Records of labeled points
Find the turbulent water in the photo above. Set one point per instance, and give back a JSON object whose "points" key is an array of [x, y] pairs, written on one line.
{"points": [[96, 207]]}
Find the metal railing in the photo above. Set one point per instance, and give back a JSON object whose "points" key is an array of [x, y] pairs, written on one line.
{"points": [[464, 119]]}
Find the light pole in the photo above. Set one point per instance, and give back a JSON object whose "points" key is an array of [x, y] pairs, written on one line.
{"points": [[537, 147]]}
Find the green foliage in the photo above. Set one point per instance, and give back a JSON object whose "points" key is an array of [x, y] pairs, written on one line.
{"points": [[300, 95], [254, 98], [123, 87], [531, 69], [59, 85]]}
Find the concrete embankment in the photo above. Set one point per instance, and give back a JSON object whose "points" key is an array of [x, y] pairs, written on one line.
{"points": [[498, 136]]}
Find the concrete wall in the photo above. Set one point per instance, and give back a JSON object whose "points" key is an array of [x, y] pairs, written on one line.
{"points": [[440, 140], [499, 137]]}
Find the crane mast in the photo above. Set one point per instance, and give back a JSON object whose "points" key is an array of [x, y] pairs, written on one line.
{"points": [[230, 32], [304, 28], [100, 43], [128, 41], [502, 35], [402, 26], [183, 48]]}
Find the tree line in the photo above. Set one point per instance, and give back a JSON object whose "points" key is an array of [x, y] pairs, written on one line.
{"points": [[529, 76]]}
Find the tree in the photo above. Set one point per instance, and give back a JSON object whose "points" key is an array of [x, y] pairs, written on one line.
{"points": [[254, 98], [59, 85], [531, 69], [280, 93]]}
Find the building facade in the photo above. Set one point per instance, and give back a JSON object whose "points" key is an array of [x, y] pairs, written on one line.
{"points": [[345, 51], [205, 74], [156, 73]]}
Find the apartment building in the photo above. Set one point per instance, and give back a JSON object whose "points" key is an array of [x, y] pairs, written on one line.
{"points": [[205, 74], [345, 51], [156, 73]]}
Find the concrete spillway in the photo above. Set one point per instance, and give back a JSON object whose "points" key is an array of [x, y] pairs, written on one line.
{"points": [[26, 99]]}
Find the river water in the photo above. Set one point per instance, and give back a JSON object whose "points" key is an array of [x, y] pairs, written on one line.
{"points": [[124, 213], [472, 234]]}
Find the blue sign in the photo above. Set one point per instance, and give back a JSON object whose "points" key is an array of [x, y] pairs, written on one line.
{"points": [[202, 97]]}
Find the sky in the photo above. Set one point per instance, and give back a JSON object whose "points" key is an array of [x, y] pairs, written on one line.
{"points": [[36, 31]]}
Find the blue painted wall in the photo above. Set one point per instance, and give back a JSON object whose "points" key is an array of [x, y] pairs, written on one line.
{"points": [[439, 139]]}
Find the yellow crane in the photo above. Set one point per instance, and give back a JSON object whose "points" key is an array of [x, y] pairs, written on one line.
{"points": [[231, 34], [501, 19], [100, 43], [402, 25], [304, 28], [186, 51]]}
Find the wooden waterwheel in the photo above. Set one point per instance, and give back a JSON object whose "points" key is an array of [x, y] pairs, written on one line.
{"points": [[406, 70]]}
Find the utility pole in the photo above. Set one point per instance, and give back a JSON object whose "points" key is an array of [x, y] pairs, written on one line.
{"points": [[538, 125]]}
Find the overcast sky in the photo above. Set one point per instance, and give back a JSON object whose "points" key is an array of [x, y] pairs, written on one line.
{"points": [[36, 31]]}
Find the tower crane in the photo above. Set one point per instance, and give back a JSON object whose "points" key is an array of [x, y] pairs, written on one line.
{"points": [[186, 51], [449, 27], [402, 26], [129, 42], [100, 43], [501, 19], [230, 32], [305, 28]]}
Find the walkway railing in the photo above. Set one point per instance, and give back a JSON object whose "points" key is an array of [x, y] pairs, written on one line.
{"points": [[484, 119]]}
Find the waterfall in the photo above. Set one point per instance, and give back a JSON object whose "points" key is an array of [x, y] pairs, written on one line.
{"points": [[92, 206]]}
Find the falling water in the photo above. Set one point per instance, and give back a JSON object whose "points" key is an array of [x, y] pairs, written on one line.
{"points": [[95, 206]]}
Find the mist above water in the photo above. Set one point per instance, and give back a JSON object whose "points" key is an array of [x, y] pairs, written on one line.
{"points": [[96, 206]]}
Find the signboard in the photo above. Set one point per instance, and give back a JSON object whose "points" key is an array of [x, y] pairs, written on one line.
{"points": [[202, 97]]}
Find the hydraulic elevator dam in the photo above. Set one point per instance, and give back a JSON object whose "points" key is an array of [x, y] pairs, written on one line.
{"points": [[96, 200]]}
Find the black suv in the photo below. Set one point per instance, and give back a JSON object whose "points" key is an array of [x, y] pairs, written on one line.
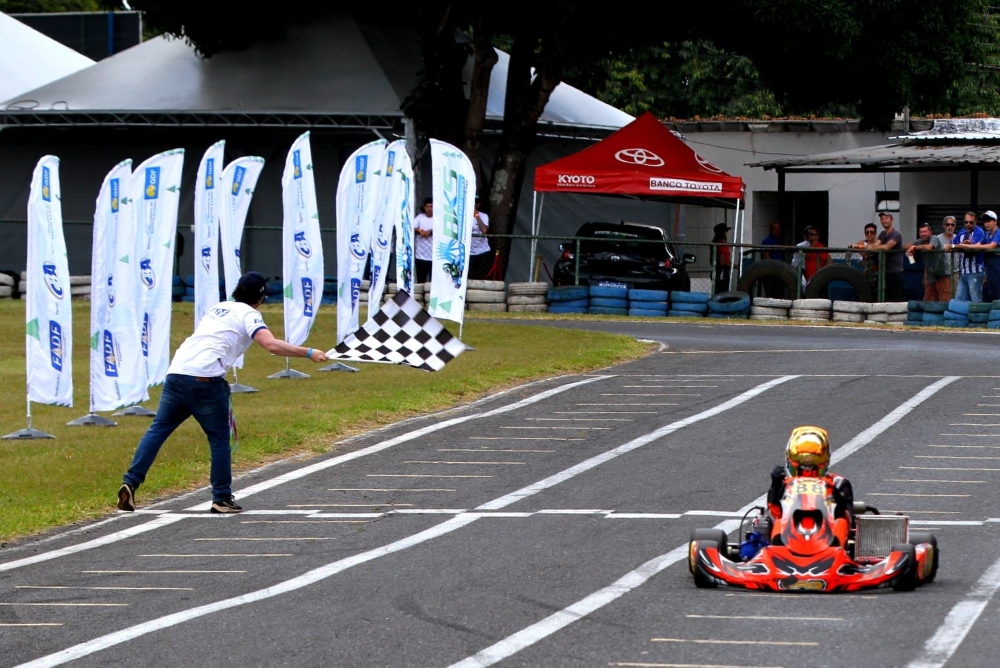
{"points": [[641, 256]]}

...

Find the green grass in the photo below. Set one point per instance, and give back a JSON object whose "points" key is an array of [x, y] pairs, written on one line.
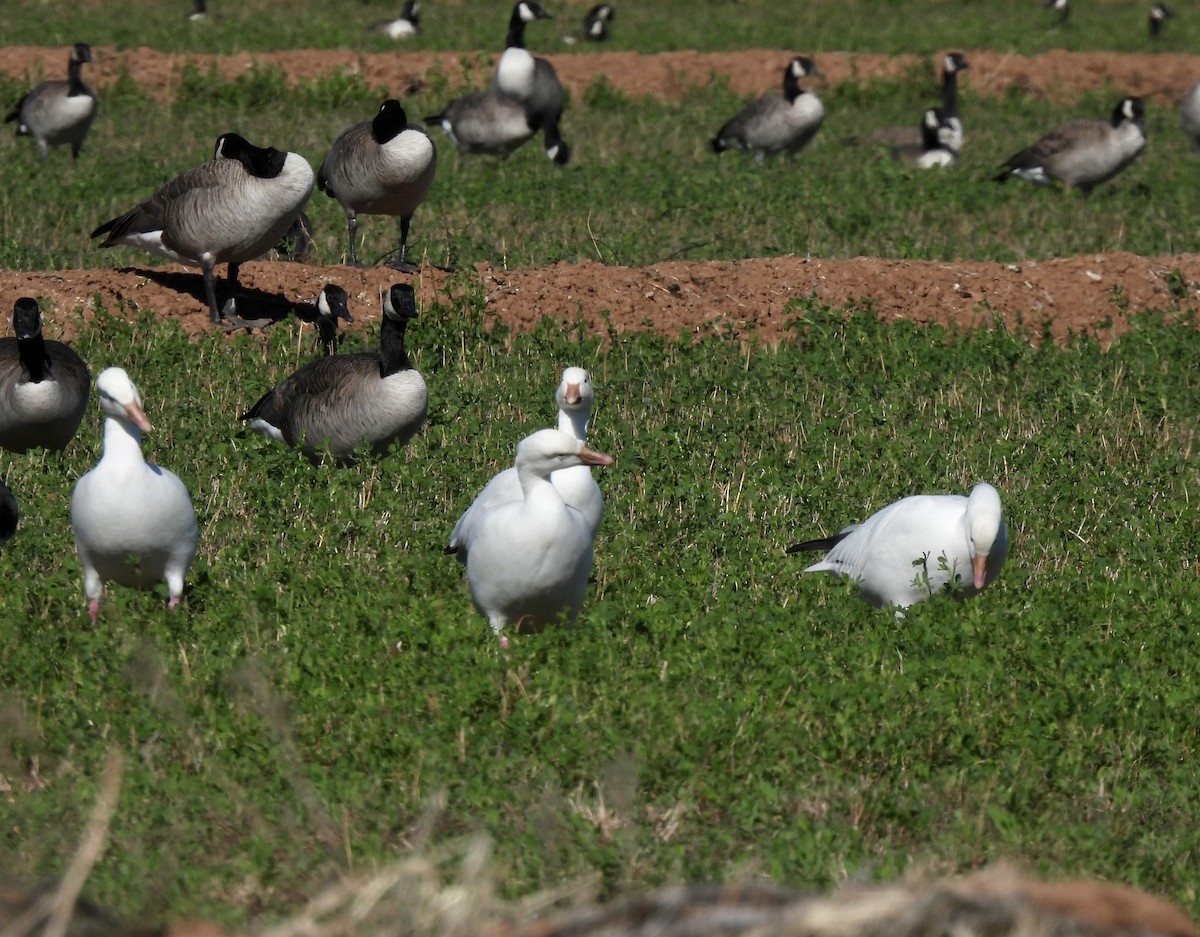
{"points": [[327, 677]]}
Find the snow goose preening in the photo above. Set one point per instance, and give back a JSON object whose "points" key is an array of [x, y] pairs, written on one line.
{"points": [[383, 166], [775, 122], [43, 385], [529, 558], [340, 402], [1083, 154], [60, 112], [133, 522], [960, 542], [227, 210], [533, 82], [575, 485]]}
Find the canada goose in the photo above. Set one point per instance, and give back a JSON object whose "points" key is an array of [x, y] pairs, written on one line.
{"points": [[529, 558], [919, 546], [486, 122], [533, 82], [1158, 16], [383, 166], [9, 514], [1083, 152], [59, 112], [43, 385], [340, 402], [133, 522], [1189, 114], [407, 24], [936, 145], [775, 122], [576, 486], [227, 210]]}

» **INSTRUCTIONS TO FOLLOW**
Count the lines in the records above that contain the word "wooden", with case counting, and give only the number.

» **COMPLETED EXERCISE**
1